Senhores, reputo assaz importante examinarmos esta
questão e compreendê-la. Com a carga do passado, a mente cria os seus próprios
problemas, não é verdade? E pode a mente começar a atender a cada problema de
maneira nova, observando-o, ao surgir, sem interpor todas as sombras da passada
experiência? Sem dúvida, este é que é o nosso problema:
considerar cada incidente, cada reação, sem preconceito, sem tendências, sem
interpretá-los de acordo com coisas aprendidas, no desejo de nos protegermos.
Pode a mente ficar livre de tudo isso e considerar diretamente
cada problema que surge? Se pode, então já não há morte, e todos os problemas
humanos podem ser resolvidos; mas não para sua satisfação, seu aprazimento. No
momento em que introduzimos o desejo de satisfação, começamos a acumular, do
que resulta temor. Mas, não nos é possível considerar o problema, qualquer que ele
seja, sem julgamento, sem avaliação? O avaliar um problema implica memória,
julgamento, pesar, calcular — e tudo isso indica a constante preocupação da
mente de proteger-se. O desejo de nos protegermos, de nos resguardarmos, tanto
é consciente como inconsciente; e, ao se tornar conhecedora de todo esse mecanismo,
pode a mente aboli-lo e considerar o problema diretamente? Só pode fazê-lo
quando vós e eu compreendemos a necessidade de nos libertarmos do temor.
O medo corrompe e nos ensombra todas as ações; onde
há temor, não há amor. Sabemos disso teoricamente. Temos lido a seu respeito.
Quando, porém, estamos cônscios de que tememos inúmeras coisas, não podemos
examinar rigorosamente esse fato? Não podemos descobrir a causa do temor
e compreendê-la realmente, sem lutarmos, sem traduzirmos, sem julgarmos ou
interpretarmos o que é? E quando a mente está apercebida do que é,
não apenas no nível consciente, mas como o “mecanismo” total do nosso ser, não
há um desafogo, uma libertação da causa que produziu o temor? Mas não há
libertação quando não existe a intenção de compreender o que é, de observá-lo,
de familiarizar-nos com ele, de “escutar” todo o seu conteúdo, observar-lhe o
fluir, o movimento.
Vemos, pois, que a simplicidade do pensar não
resulta da acumulação de conhecimentos. Pelo contrário, quanto mais sabemos,
tanto menos simples é a nossa mente; e a mente tem de ser sobremaneira simples,
para compreender o que é. O que é nunca é a mesma coisa, pois
varia de momento a momento, e o seu movimento não pode ser compreendido por uma
mente carregada de condenação, julgamento, da ânsia de autoproteção e do temor
do futuro.

Material fornecido =>
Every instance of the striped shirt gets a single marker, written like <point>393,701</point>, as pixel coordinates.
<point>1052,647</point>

Tarefas e exercícios =>
a - Segundo o trecho sobre a mente e o temor, o que não existe onde há temor?
b - Copie do trecho sobre a mente e o temor tudo o que vai desde "Quando, porém, estamos" até "fluir, o movimento.".
c - Escreva a continuação do trecho sobre a mente e o temor a partir da última frase apresentada.

Respostas por tarefa =>
a - Onde há temor, não há amor.

b -
Quando, porém, estamos cônscios de que tememos inúmeras coisas, não podemos
examinar rigorosamente esse fato? Não podemos descobrir a causa do temor
e compreendê-la realmente, sem lutarmos, sem traduzirmos, sem julgarmos ou
interpretarmos o que é? E quando a mente está apercebida do que é,
não apenas no nível consciente, mas como o “mecanismo” total do nosso ser, não
há um desafogo, uma libertação da causa que produziu o temor? Mas não há
libertação quando não existe a intenção de compreender o que é, de observá-lo,
de familiarizar-nos com ele, de “escutar” todo o seu conteúdo, observar-lhe o
fluir, o movimento.

c -
Senhores, acredito ser da mais alta importância
descobrir se podemos observar o que é, sem sentir desgosto e
repulsa. Afinal de contas, que somos nós? Somos o resultado de muitas reações,
muitas influências condicionadoras, desejos, temores, — e nessa agitação está
sempre envolvida a nossa mente; sempre batalhando, sempre em conflito. E para
se por fim a essa luta incessante, a esse sofrimento e dor, não nos cabe
compreender, simplesmente, momento por momento, o movimento do que é?
Se sou ganancioso, colérico, ou invejoso, devo por certo compreender essa coisa
tal como é, em vez de tentar dissolvê-la ou dominá-la; pois a própria ação de
dominar é uma luta, um novo conflito, e, por conseguinte, não nos traz nenhuma libertação
do que
é. Mas se estou apercebido não somente da minha inveja, mas também da
sua causa mais profunda, cuja reação ela é, e do desejo de estar livre da
inveja; se estou apercebido desse “mecanismo” total, sem julgamento, sem
escolha, então, acho que esse percebimento esclarece e dissolve aquela causa.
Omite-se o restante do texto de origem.